EXERCISE DESCRIPTION: Write the listing out again word for word. Pictures do not belong in the copy.

━━━

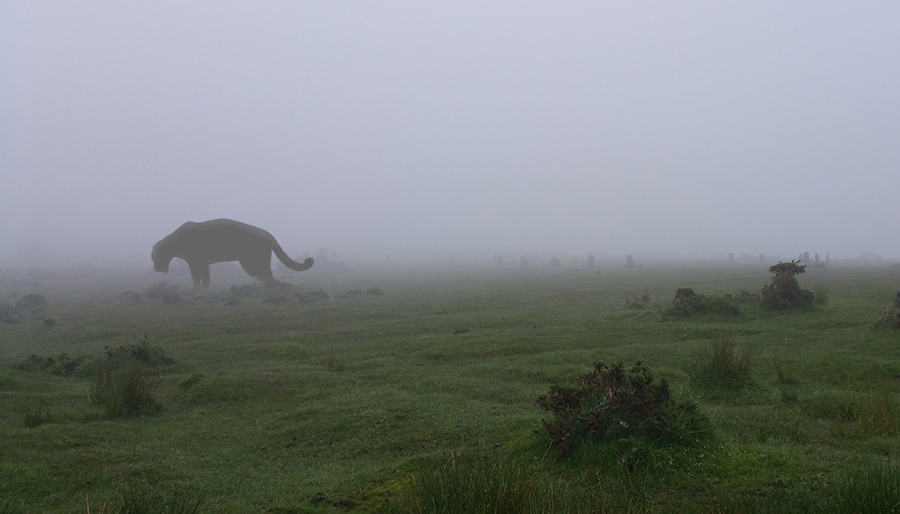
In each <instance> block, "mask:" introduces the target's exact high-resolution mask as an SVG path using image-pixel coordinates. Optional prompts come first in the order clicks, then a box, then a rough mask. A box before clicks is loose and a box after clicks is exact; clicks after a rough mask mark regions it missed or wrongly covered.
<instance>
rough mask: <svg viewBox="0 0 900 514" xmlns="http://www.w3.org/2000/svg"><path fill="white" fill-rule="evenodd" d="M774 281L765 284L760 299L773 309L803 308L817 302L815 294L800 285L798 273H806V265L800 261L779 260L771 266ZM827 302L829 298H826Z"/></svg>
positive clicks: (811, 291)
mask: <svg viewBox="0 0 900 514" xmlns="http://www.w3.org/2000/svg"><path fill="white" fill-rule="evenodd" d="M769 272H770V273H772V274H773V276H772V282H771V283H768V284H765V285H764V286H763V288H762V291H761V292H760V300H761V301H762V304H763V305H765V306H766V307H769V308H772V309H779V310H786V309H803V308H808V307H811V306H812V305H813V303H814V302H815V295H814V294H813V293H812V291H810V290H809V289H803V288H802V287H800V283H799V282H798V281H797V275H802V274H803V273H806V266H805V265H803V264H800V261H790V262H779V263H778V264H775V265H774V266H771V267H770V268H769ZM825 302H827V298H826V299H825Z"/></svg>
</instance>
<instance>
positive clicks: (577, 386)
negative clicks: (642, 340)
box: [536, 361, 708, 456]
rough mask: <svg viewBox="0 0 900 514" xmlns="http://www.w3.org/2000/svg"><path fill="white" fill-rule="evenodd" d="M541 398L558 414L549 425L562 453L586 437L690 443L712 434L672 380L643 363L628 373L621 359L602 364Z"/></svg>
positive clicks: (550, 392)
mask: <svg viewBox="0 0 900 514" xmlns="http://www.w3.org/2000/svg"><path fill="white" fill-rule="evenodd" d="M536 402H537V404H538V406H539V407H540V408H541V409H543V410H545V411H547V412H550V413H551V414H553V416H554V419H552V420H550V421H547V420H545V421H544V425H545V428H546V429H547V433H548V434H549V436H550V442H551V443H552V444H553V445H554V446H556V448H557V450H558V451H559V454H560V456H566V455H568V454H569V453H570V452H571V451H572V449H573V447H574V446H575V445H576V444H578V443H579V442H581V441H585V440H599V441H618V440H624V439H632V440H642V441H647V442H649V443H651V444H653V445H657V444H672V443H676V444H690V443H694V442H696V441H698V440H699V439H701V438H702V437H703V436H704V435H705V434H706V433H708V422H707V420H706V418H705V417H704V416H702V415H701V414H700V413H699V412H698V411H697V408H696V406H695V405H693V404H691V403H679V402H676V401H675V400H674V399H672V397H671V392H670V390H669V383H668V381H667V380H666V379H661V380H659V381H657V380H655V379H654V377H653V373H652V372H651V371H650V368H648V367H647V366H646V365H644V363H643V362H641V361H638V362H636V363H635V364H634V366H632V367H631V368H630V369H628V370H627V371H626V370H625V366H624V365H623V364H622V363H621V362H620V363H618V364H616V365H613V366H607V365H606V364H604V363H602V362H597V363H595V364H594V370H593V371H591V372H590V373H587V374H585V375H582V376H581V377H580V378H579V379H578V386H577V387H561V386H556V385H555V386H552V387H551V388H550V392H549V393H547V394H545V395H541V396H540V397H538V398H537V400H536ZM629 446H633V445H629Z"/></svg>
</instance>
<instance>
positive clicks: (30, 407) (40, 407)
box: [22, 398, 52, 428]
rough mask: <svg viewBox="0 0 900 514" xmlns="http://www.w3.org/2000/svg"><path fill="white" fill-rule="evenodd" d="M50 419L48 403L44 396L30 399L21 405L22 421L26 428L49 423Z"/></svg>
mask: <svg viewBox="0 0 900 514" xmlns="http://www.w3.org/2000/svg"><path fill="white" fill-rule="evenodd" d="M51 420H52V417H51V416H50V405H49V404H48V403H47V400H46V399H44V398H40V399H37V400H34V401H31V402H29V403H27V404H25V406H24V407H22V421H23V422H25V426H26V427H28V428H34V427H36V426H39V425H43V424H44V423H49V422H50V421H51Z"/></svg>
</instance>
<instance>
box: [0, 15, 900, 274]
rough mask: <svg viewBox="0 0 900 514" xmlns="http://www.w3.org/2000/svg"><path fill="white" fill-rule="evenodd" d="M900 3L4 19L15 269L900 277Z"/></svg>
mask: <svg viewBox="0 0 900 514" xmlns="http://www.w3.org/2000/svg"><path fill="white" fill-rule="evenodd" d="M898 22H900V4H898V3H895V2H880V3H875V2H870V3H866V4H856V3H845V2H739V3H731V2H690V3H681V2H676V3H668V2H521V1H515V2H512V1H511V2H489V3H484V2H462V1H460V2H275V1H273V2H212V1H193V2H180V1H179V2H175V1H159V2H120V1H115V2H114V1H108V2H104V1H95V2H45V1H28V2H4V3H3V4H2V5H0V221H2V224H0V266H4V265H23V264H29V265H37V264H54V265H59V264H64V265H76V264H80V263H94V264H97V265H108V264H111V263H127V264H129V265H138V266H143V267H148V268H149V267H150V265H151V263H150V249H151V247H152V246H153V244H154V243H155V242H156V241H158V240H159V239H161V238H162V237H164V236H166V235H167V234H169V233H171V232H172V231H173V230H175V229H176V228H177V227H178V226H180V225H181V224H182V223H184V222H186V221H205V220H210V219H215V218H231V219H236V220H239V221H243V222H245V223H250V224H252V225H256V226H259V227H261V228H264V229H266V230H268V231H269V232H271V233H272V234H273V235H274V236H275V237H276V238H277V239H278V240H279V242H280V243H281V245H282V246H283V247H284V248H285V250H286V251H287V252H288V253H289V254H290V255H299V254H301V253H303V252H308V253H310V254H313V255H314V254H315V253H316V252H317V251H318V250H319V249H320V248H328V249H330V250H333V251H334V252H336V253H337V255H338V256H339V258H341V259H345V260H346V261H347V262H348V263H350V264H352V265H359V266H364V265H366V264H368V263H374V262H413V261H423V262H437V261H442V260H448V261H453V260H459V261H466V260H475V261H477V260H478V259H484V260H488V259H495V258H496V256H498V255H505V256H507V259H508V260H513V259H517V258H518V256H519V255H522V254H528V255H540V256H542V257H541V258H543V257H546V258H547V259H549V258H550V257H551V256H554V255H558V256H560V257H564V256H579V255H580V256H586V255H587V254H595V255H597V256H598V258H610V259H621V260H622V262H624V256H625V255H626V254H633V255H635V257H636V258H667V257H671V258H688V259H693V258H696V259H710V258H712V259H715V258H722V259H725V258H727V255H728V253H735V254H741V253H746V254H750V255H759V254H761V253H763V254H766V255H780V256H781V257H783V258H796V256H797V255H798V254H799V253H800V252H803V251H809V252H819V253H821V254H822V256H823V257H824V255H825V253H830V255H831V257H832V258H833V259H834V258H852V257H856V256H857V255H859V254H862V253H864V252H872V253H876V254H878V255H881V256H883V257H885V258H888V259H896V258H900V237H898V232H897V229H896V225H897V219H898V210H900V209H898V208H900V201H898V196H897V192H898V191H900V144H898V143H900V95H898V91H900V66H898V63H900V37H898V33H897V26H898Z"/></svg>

━━━

RESPONSE AREA:
In each <instance> block, "mask:" introduces the target's exact high-resolution mask as an SVG path using image-pixel coordinates. Optional prompts come first in the order clicks, then a box, then a rough mask. A box before clicks is loose and a box after clicks is exact; clicks after a rough mask mark regions it missed or wrongly covered.
<instance>
rough mask: <svg viewBox="0 0 900 514" xmlns="http://www.w3.org/2000/svg"><path fill="white" fill-rule="evenodd" d="M774 281L765 284L760 299L773 309L803 308L817 302L815 294L800 285L798 273H806V265L800 261L779 260L771 266ZM827 302L829 298H826Z"/></svg>
positive clicks: (811, 291)
mask: <svg viewBox="0 0 900 514" xmlns="http://www.w3.org/2000/svg"><path fill="white" fill-rule="evenodd" d="M769 272H770V273H772V274H773V276H772V282H771V283H768V284H765V285H764V286H763V288H762V291H761V292H760V300H761V301H762V304H763V305H765V306H766V307H769V308H772V309H779V310H786V309H803V308H808V307H811V306H812V305H813V303H814V302H815V295H814V294H813V293H812V291H810V290H809V289H803V288H802V287H800V283H799V282H798V281H797V275H802V274H803V273H806V266H805V265H803V264H800V261H790V262H779V263H778V264H775V265H774V266H771V267H770V268H769ZM825 302H827V298H826V299H825Z"/></svg>
</instance>
<instance>
positive clicks: (577, 386)
negative clicks: (642, 340)
box: [536, 361, 708, 456]
rough mask: <svg viewBox="0 0 900 514" xmlns="http://www.w3.org/2000/svg"><path fill="white" fill-rule="evenodd" d="M541 398L558 414L549 425L562 453L586 437L690 443L712 434L672 380L643 363L628 373L621 359L602 364Z"/></svg>
positive clicks: (550, 392)
mask: <svg viewBox="0 0 900 514" xmlns="http://www.w3.org/2000/svg"><path fill="white" fill-rule="evenodd" d="M536 402H537V404H538V406H539V407H540V408H541V409H543V410H545V411H547V412H550V413H551V414H553V416H554V419H552V420H550V421H547V420H545V421H544V425H545V428H546V429H547V433H548V434H549V436H550V442H551V443H552V444H553V445H554V446H556V448H557V450H558V451H559V454H560V456H566V455H568V454H569V453H570V452H571V451H572V449H573V447H574V446H575V445H576V444H578V443H579V442H581V441H585V440H599V441H618V440H624V439H632V440H642V441H647V442H649V443H651V444H653V445H657V444H672V443H676V444H690V443H694V442H696V441H698V440H699V439H701V438H702V437H703V436H704V435H705V434H706V433H708V422H707V420H706V418H705V417H704V416H702V415H701V414H700V413H699V412H698V411H697V408H696V406H695V405H693V404H691V403H679V402H676V401H675V400H674V399H672V397H671V392H670V390H669V383H668V381H667V380H666V379H661V380H659V381H657V380H655V379H654V377H653V373H652V372H651V371H650V368H648V367H647V366H646V365H644V363H643V362H641V361H638V362H636V363H635V364H634V366H632V367H631V368H630V369H628V370H627V371H626V370H625V366H624V365H623V364H622V363H621V362H620V363H618V364H616V365H613V366H607V365H606V364H604V363H602V362H597V363H595V364H594V370H593V371H591V372H590V373H587V374H585V375H582V376H581V377H580V378H579V379H578V386H577V387H561V386H556V385H555V386H552V387H551V388H550V392H549V393H547V394H545V395H541V396H540V397H538V398H537V400H536ZM629 446H633V445H629Z"/></svg>
</instance>
<instance>
positive clicks: (30, 407) (40, 407)
box: [22, 398, 52, 428]
rough mask: <svg viewBox="0 0 900 514" xmlns="http://www.w3.org/2000/svg"><path fill="white" fill-rule="evenodd" d="M50 419L48 403L44 396L30 399L21 405L22 421L26 428L49 423Z"/></svg>
mask: <svg viewBox="0 0 900 514" xmlns="http://www.w3.org/2000/svg"><path fill="white" fill-rule="evenodd" d="M51 420H52V417H51V416H50V405H49V404H48V403H47V400H46V399H44V398H40V399H37V400H34V401H31V402H29V403H27V404H25V406H24V407H22V421H23V422H25V426H26V427H28V428H34V427H36V426H39V425H43V424H44V423H49V422H50V421H51Z"/></svg>
</instance>
<instance>
box: [0, 15, 900, 274]
rough mask: <svg viewBox="0 0 900 514" xmlns="http://www.w3.org/2000/svg"><path fill="white" fill-rule="evenodd" d="M900 3L4 19L15 269L900 277Z"/></svg>
mask: <svg viewBox="0 0 900 514" xmlns="http://www.w3.org/2000/svg"><path fill="white" fill-rule="evenodd" d="M898 22H900V4H898V3H895V2H880V3H875V2H870V3H866V4H856V3H845V2H739V3H731V2H690V3H681V2H676V3H668V2H521V1H515V2H512V1H511V2H489V3H484V2H462V1H460V2H275V1H273V2H212V1H193V2H180V1H179V2H175V1H159V2H120V1H115V2H114V1H108V2H104V1H95V2H45V1H28V2H4V3H3V4H2V5H0V221H2V224H0V266H4V265H23V264H29V265H37V264H54V265H59V264H64V265H76V264H80V263H94V264H97V265H108V264H111V263H127V264H129V265H138V266H143V267H148V268H149V267H150V265H151V263H150V249H151V247H152V246H153V244H154V243H155V242H156V241H158V240H159V239H161V238H162V237H164V236H166V235H167V234H169V233H171V232H172V231H173V230H175V229H176V228H177V227H178V226H180V225H181V224H182V223H184V222H186V221H205V220H210V219H215V218H231V219H236V220H239V221H243V222H245V223H250V224H252V225H256V226H259V227H261V228H264V229H266V230H268V231H269V232H271V233H272V234H273V235H274V236H275V237H276V238H277V239H278V240H279V242H280V243H281V245H282V246H283V247H284V248H285V250H286V251H287V252H288V253H289V254H290V255H299V254H301V253H303V252H308V253H310V254H313V255H314V254H315V253H316V252H317V251H318V250H319V249H320V248H328V249H330V250H333V251H334V252H336V253H337V255H338V256H339V258H341V259H345V260H346V261H347V262H348V263H350V264H352V265H359V266H364V265H366V264H368V263H374V262H413V261H423V262H437V261H442V260H448V261H453V260H459V261H466V260H475V261H477V260H478V259H484V260H488V259H495V258H496V256H498V255H505V256H507V259H508V260H513V259H517V258H518V256H519V255H522V254H528V255H540V256H542V257H541V258H543V257H546V258H547V259H549V258H550V257H551V256H554V255H558V256H560V257H564V256H579V255H580V256H586V255H587V254H595V255H597V256H598V258H610V259H621V260H622V262H624V256H625V255H626V254H633V255H635V257H636V258H667V257H671V258H688V259H693V258H696V259H710V258H712V259H715V258H722V259H725V258H727V255H728V253H735V254H741V253H746V254H750V255H759V254H761V253H763V254H766V255H780V256H781V257H783V258H796V256H797V255H798V254H799V253H800V252H803V251H809V252H819V253H821V254H822V256H823V257H824V255H825V253H830V255H831V257H832V258H833V259H834V258H852V257H856V256H857V255H859V254H862V253H864V252H872V253H876V254H878V255H881V256H883V257H885V258H888V259H896V258H900V237H898V232H897V229H896V225H897V219H898V210H900V209H898V208H900V201H898V196H897V192H898V191H900V144H898V143H900V95H898V91H900V66H898V63H900V37H898V33H897V26H898Z"/></svg>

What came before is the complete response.